*** Opening TASK MATERIAL ***

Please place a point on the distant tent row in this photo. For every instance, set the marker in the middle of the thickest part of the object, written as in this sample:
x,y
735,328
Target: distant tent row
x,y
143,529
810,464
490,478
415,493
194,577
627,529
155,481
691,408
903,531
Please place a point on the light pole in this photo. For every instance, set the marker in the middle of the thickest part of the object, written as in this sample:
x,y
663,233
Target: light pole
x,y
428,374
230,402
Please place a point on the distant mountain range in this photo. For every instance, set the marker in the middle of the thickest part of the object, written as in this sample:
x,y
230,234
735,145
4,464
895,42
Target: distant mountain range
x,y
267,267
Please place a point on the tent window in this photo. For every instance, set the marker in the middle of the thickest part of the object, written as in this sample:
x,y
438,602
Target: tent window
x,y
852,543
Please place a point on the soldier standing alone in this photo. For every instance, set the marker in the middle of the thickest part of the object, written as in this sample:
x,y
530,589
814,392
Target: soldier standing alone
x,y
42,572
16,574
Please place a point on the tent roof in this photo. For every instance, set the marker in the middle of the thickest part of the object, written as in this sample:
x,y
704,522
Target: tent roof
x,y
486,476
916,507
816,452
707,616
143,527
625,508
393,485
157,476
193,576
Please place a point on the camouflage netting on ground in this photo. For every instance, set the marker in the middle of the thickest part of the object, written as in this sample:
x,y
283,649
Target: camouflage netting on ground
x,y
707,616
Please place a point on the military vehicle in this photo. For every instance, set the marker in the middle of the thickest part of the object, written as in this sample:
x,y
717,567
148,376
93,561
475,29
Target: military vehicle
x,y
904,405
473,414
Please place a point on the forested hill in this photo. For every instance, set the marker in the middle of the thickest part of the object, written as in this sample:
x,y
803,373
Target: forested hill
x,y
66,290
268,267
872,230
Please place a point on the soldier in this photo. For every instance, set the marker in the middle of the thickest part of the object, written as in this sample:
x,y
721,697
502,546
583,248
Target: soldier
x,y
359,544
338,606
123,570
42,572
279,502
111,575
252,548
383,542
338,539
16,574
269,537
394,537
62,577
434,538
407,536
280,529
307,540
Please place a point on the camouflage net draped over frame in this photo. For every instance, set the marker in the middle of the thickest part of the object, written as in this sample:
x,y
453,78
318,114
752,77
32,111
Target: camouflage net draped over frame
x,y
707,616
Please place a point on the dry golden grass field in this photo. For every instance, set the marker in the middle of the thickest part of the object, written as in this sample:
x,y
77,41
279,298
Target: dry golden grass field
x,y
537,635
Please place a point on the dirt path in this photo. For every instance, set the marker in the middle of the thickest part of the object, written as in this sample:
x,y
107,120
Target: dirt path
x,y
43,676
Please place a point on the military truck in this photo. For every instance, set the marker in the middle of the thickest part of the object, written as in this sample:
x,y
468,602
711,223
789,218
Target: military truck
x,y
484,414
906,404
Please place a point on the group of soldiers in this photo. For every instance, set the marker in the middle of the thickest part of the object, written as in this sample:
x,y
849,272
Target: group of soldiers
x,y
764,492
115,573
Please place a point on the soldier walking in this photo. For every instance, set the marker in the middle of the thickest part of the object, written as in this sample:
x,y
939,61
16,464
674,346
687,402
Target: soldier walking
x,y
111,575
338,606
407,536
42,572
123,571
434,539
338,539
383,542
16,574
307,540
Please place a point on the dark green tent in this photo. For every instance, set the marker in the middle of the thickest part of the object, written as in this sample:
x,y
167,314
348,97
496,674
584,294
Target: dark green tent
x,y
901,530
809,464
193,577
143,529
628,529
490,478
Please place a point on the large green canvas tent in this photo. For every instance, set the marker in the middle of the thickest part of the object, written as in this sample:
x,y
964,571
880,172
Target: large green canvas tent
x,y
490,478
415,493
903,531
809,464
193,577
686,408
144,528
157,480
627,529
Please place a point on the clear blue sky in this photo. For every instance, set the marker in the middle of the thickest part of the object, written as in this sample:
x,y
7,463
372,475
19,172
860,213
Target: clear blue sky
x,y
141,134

*** Closing TASK MATERIAL ***

**WHAT YOU NEED TO DO:** Every record, from the first to the last, should be transcribed exactly.

**COMPLETED EXERCISE:**
Please place a point on the distant tent row in this photo. For every instance, set the marker in the middle of the thickest part of the object, written as in this sample:
x,y
735,328
Target: distant tent row
x,y
143,529
810,464
490,478
415,493
194,577
627,529
155,481
691,408
903,531
Please place a point on the light pole in this photo. For every instance, set the marker in the middle of the thickest part of the object, written as in this sample:
x,y
663,233
Target: light pole
x,y
428,374
230,402
Please place a point on the distant mountain range in this photo. For every instance, set the marker in the middle of the thickest part of the object, written as in this sample:
x,y
230,234
735,145
4,464
895,42
Target: distant mountain range
x,y
267,267
Please place a point on the tent window in this photo. For every instance, set the marker in the middle of the thickest part of the object, written as in this sample:
x,y
438,602
Target: tent window
x,y
852,543
Please place a point on the soldier standing alone in this photo. For every instance, set the marker in the middle of the thickest part of the object, written as in this sample:
x,y
530,589
814,392
Target: soldier standing alone
x,y
42,572
16,574
Please place a point on the tent roof in this photo. For every instance, set the marker in the middle of the thickest part of the object, written as in this sample:
x,y
704,522
Target: tent roof
x,y
486,476
916,507
816,452
707,616
143,527
625,508
393,485
157,476
193,576
Please place a point on the camouflage netting on ground in this photo. For every instance, set the marker in the middle of the thickest part of the object, written as in this sample:
x,y
283,649
Target: camouflage netting on ground
x,y
707,616
Please place a point on the military vehicle in this photo. For every instance, set the marker in the middle of the thickest part of the object, written as in this sample:
x,y
717,567
148,376
93,561
475,29
Target: military vehicle
x,y
904,405
473,414
Please place a point on the forested hill in this photo. For every instance, set the marker in the middle of the thickest part of the object, written as in this sample:
x,y
803,373
Target: forested hill
x,y
66,290
268,267
872,230
Please place a point on the soldier in this photo. For every instance, set the marker in the middle of the thickest part of the object, written as in this sample:
x,y
721,697
502,546
583,248
Target: soldier
x,y
359,544
338,606
123,570
42,572
279,502
111,575
252,548
383,542
338,539
16,574
269,537
394,537
62,577
434,538
407,536
280,529
307,540
Please place a point on the camouflage net draped over frame in this photo. For every instance, set the marker in the middle of the thickest part of the object, written as in this sample:
x,y
453,78
318,114
752,77
32,111
Target: camouflage net draped over frame
x,y
707,616
Please place a point on the dry golden grass field in this photo. For every instance, set the marker in the middle of the thickest part of the object, written as in this sample:
x,y
77,41
279,298
Target: dry golden grass field
x,y
537,635
Please place a point on the dirt path in this photo. For every instance, set the marker in the middle of the thickest part of the object, written as in this sample:
x,y
107,120
Target: dirt path
x,y
43,676
Please place a point on the military truck in this photo. For every instance, set the marker in the middle of the thickest part of the object, written as in this sample:
x,y
468,602
711,223
789,218
Target: military truck
x,y
484,414
906,404
Please place a point on the group of soldiers in this photo. For every instance, set the marker in the middle of the thickest part of the object, written as in this sample:
x,y
849,272
Target: group of soldiers
x,y
764,492
115,573
Please place a point on the soldier walking in this photo. For every instance, set the marker in the middle of the thickest part of the object, written as in this sample:
x,y
939,61
16,464
674,346
687,402
Target: soldier walking
x,y
111,575
338,606
407,536
42,572
123,571
434,539
338,539
383,542
16,574
307,540
Please place a point on the dark green tent in this photo. For every instance, set the marker in the middle of the thickest part of the object, written as in this sample:
x,y
167,314
348,97
496,674
584,294
Target: dark green tent
x,y
901,530
809,464
193,577
143,529
628,529
490,478
Please place a point on the large green canvas tent in this photo. For every instance, set the marker in the middle of the thickest part of the object, written as in this sample:
x,y
964,571
880,172
Target: large green canvas tent
x,y
490,478
415,493
903,531
809,464
193,577
686,408
144,528
157,480
627,529
Please place a point on the clear blue sky in this photo. For every instance, set the marker in the middle of the thickest part of the object, written as in this sample:
x,y
7,463
372,475
19,172
860,213
Target: clear blue sky
x,y
141,134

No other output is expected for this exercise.